(Stored items from a collection)
##############################

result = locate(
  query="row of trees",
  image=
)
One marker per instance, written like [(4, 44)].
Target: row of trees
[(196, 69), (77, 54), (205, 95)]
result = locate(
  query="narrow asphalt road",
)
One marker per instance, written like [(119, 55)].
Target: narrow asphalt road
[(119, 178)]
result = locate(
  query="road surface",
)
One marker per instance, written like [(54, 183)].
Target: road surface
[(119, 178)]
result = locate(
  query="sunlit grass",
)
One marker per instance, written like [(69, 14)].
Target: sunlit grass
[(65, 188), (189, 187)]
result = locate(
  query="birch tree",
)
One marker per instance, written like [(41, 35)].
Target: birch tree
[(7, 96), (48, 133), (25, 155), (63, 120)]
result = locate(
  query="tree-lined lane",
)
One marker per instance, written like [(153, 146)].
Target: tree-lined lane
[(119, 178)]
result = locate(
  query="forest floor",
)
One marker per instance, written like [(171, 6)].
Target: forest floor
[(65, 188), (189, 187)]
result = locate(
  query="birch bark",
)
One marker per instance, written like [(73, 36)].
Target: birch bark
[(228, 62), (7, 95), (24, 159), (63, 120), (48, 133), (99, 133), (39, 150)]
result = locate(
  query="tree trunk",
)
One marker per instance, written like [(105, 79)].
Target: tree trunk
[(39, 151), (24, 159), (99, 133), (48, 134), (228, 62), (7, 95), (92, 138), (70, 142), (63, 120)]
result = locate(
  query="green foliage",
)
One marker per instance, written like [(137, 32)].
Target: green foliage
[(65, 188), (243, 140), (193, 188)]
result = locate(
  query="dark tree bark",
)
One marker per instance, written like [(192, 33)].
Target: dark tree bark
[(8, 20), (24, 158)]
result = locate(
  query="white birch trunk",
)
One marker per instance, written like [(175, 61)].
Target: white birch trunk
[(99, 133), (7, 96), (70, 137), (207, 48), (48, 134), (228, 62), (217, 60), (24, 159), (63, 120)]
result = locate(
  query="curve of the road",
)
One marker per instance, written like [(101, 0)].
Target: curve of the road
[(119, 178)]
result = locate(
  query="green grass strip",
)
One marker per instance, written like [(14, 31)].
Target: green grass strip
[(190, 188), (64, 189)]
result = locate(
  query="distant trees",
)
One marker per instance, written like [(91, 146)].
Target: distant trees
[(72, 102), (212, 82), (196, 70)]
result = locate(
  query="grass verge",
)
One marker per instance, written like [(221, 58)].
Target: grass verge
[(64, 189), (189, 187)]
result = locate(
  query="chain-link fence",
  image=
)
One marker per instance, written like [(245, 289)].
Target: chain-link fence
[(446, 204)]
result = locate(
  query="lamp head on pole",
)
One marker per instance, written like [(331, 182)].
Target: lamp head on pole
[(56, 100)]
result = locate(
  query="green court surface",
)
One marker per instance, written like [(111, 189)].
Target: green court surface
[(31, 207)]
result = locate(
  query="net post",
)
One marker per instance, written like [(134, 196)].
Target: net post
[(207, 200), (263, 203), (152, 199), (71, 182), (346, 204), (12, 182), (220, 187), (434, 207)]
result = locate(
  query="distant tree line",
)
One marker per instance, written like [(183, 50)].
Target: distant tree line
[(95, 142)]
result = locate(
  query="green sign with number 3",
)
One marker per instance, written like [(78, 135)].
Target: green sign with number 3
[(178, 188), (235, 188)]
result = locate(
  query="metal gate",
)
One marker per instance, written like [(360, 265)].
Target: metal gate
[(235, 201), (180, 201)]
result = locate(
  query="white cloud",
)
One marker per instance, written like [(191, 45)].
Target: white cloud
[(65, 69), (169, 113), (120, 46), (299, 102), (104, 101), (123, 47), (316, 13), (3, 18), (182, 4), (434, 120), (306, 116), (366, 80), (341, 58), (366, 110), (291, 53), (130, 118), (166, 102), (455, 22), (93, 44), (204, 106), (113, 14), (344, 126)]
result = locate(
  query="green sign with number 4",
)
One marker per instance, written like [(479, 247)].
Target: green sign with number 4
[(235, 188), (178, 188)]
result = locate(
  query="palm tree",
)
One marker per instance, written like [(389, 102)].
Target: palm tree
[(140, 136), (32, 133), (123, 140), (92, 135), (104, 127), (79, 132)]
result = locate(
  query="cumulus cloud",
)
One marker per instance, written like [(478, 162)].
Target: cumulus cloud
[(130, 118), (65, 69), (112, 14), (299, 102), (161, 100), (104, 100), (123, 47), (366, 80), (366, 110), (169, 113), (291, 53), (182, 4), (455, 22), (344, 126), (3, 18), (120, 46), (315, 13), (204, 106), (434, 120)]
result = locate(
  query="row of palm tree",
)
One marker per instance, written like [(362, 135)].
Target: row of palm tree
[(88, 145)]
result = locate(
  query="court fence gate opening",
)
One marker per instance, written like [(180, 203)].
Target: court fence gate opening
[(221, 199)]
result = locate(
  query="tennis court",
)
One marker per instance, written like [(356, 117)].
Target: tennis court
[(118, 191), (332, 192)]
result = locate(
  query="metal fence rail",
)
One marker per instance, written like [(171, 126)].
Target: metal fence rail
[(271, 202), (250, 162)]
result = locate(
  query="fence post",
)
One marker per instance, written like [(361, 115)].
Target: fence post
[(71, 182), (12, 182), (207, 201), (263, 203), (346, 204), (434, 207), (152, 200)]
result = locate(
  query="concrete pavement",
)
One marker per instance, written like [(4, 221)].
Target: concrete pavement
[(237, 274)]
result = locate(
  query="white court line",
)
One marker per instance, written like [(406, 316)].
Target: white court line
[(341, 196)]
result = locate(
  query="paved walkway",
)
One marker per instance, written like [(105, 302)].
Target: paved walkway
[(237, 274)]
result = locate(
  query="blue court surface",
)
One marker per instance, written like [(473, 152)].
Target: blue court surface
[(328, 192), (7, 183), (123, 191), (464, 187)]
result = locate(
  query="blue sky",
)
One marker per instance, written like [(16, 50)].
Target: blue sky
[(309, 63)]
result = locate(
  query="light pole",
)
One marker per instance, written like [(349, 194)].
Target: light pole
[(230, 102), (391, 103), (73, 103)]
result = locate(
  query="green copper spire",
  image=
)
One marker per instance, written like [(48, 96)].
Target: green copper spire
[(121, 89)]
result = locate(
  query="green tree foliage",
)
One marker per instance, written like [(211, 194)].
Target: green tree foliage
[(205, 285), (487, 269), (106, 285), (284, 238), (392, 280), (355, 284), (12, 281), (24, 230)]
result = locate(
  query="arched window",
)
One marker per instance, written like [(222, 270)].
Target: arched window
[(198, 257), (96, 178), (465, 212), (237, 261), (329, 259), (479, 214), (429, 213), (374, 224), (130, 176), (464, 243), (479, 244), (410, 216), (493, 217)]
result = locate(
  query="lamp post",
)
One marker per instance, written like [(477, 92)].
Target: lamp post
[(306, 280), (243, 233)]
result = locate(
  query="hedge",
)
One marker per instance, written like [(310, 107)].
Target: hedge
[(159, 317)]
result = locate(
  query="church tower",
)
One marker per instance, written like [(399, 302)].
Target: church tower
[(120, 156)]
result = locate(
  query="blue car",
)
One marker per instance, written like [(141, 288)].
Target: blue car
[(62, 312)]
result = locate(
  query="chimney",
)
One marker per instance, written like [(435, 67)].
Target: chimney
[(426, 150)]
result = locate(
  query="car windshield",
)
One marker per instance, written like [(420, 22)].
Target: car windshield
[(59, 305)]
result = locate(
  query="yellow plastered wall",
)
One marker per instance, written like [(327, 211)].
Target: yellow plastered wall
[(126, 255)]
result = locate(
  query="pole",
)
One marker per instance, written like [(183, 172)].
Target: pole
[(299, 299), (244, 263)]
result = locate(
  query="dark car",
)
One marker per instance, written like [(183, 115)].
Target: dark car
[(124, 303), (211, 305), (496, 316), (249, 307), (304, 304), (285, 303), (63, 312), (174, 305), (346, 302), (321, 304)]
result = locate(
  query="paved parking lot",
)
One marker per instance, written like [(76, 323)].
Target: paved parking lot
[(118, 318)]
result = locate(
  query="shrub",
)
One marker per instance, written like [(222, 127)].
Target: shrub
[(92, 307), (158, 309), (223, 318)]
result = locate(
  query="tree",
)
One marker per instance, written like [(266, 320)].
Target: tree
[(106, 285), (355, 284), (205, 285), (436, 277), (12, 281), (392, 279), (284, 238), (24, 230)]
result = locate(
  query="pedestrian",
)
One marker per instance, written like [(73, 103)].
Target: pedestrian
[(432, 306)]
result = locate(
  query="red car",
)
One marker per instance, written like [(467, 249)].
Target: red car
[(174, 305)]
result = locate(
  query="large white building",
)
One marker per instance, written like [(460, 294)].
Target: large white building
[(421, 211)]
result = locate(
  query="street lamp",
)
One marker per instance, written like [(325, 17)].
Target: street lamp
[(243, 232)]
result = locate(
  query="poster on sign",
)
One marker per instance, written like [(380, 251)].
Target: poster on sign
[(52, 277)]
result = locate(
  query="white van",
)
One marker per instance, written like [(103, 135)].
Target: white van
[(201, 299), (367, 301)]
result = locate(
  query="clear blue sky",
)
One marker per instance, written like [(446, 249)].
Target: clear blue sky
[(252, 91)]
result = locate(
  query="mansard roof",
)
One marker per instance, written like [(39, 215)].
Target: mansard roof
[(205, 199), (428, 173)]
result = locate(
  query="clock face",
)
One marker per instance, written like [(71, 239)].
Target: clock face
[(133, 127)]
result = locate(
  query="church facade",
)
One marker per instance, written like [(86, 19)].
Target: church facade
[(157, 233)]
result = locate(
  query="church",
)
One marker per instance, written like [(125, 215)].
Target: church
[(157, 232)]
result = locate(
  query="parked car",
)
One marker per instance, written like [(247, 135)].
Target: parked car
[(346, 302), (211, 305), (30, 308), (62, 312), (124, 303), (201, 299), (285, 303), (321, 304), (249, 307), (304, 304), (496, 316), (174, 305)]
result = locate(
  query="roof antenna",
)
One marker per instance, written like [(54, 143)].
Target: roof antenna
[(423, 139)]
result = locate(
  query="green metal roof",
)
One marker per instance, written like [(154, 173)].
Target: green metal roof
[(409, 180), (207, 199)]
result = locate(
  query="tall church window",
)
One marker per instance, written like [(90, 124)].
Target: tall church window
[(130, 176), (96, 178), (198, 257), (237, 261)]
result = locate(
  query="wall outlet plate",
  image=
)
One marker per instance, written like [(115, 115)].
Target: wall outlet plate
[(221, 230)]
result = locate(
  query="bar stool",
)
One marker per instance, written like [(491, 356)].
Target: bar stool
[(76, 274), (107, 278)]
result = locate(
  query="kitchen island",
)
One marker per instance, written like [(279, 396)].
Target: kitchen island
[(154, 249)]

##############################

Challenge: List each line of the listing that contains the word "church".

The solution:
  query="church tower",
Target: church tower
  query="church facade",
Target: church facade
  query="church",
Target: church
  query="tall church window",
Target: tall church window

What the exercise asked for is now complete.